--- START OF Records shown ---
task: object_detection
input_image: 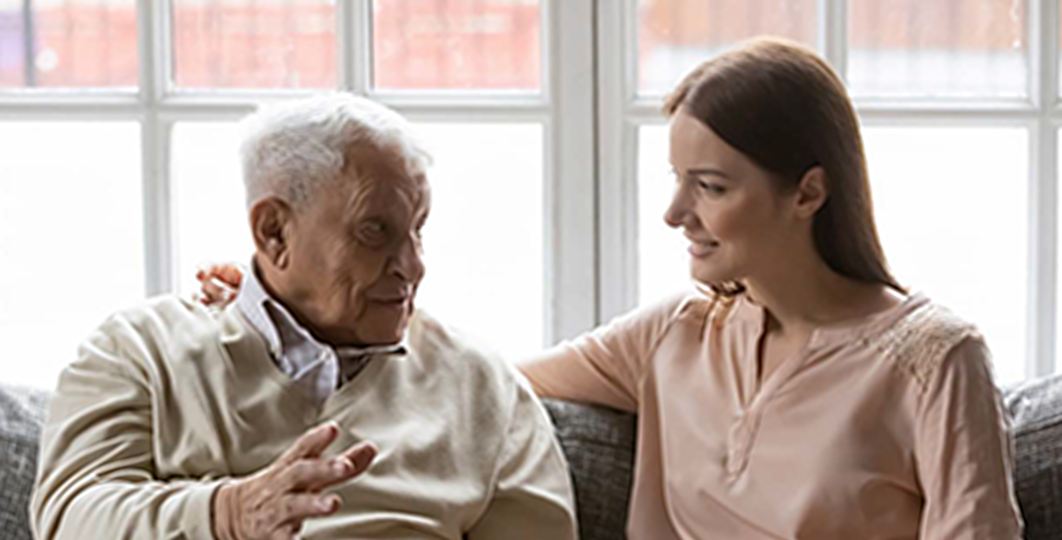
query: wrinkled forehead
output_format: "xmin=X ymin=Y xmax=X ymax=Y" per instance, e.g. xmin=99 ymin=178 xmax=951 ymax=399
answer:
xmin=342 ymin=147 xmax=431 ymax=219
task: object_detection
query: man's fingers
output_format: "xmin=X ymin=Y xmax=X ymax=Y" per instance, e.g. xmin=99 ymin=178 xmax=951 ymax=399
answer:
xmin=276 ymin=493 xmax=342 ymax=527
xmin=277 ymin=456 xmax=358 ymax=491
xmin=210 ymin=264 xmax=243 ymax=289
xmin=200 ymin=280 xmax=236 ymax=305
xmin=277 ymin=422 xmax=339 ymax=465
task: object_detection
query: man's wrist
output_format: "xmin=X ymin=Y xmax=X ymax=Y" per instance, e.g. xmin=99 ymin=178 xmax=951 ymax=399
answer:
xmin=210 ymin=482 xmax=237 ymax=540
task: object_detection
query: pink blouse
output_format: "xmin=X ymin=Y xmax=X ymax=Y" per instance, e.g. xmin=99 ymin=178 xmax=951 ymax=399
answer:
xmin=521 ymin=296 xmax=1022 ymax=540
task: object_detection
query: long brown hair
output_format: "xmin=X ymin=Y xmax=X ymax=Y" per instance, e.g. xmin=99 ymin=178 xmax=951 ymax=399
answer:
xmin=664 ymin=38 xmax=906 ymax=293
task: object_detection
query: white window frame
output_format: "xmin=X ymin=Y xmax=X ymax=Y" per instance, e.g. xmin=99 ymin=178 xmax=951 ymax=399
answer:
xmin=0 ymin=0 xmax=597 ymax=344
xmin=597 ymin=0 xmax=1062 ymax=378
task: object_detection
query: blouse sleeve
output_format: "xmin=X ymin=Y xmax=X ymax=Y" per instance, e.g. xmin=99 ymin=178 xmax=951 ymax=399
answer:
xmin=915 ymin=338 xmax=1022 ymax=540
xmin=518 ymin=296 xmax=688 ymax=411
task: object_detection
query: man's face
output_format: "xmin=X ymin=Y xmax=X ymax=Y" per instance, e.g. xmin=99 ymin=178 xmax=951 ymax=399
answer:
xmin=278 ymin=148 xmax=431 ymax=345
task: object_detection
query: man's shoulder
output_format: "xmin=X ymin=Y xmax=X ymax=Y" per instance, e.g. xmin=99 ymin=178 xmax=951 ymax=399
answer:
xmin=85 ymin=294 xmax=233 ymax=374
xmin=407 ymin=310 xmax=519 ymax=393
xmin=103 ymin=294 xmax=219 ymax=334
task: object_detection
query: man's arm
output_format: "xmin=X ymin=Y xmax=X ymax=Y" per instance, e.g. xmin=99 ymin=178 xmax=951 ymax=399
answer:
xmin=467 ymin=384 xmax=579 ymax=540
xmin=31 ymin=319 xmax=376 ymax=540
xmin=31 ymin=319 xmax=226 ymax=540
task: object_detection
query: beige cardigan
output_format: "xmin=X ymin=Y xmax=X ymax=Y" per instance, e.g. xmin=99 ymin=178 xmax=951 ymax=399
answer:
--- END OF Records shown ---
Work to be completed:
Arrange every line of the records above as a numbered list, skipping any blank lines. Leave the pictures out.

Solved problem:
1. task: object_detection
2. input_image: 
3. query: wrinkled forehead
4. output_format: "xmin=X ymin=Y xmax=X ymax=Y" per instance, e.g. xmin=99 ymin=178 xmax=951 ymax=399
5. answer:
6. xmin=342 ymin=147 xmax=431 ymax=219
7. task: object_detection
8. query: man's fingers
9. output_format: "xmin=X ymin=Y xmax=X ymax=Y" per instance, e.g. xmin=99 ymin=178 xmax=951 ymax=399
10. answer:
11. xmin=276 ymin=493 xmax=342 ymax=527
12. xmin=277 ymin=456 xmax=358 ymax=491
13. xmin=210 ymin=264 xmax=243 ymax=289
14. xmin=200 ymin=280 xmax=236 ymax=305
15. xmin=277 ymin=422 xmax=339 ymax=465
16. task: object_detection
17. query: man's wrist
18. output_format: "xmin=X ymin=Y xmax=X ymax=Y" per instance, e.g. xmin=99 ymin=178 xmax=951 ymax=399
19. answer:
20. xmin=210 ymin=482 xmax=237 ymax=540
21. task: object_detection
22. query: pink blouse
23. output_format: "xmin=X ymin=Y xmax=X ymax=Y" per instance, e.g. xmin=99 ymin=178 xmax=951 ymax=399
24. answer:
25. xmin=521 ymin=296 xmax=1022 ymax=540
26. task: object_detection
27. query: long brown hair
28. output_format: "xmin=X ymin=Y xmax=X ymax=Y" per instance, e.g. xmin=99 ymin=178 xmax=951 ymax=399
29. answer:
30. xmin=664 ymin=38 xmax=906 ymax=293
31. task: object_detection
32. query: white window frame
33. output_format: "xmin=X ymin=Y xmax=X ymax=Y" per instance, e.g. xmin=99 ymin=178 xmax=951 ymax=399
34. answer:
35. xmin=0 ymin=0 xmax=597 ymax=344
36. xmin=597 ymin=0 xmax=1062 ymax=378
37. task: object_detection
38. query: blouse sleeve
39. output_format: "xmin=X ymin=Y xmax=X ymax=Y" per instance, e.g. xmin=99 ymin=178 xmax=951 ymax=399
40. answer:
41. xmin=915 ymin=338 xmax=1022 ymax=540
42. xmin=518 ymin=296 xmax=688 ymax=411
43. task: object_detection
44. query: man's face
45. output_format: "xmin=X ymin=Y xmax=X ymax=Y" per instance, e.g. xmin=99 ymin=178 xmax=951 ymax=399
46. answer:
47. xmin=278 ymin=148 xmax=431 ymax=345
48. task: object_detection
49. query: man's shoulder
50. output_format: "xmin=X ymin=Y xmax=X ymax=Y" per instance, e.g. xmin=99 ymin=178 xmax=951 ymax=399
51. answer:
52. xmin=85 ymin=294 xmax=233 ymax=374
53. xmin=407 ymin=310 xmax=519 ymax=393
54. xmin=103 ymin=294 xmax=219 ymax=334
55. task: object_detection
56. query: man's arm
57. output_format: "xmin=X ymin=Y xmax=X ymax=Y" per instance, e.g. xmin=99 ymin=178 xmax=951 ymax=399
58. answer:
59. xmin=467 ymin=384 xmax=579 ymax=540
60. xmin=31 ymin=319 xmax=376 ymax=540
61. xmin=31 ymin=319 xmax=226 ymax=540
62. task: object_detection
63. query: beige cardigan
64. output_format: "xmin=X ymin=Y xmax=X ymax=Y" per instance, e.g. xmin=99 ymin=178 xmax=951 ymax=399
65. answer:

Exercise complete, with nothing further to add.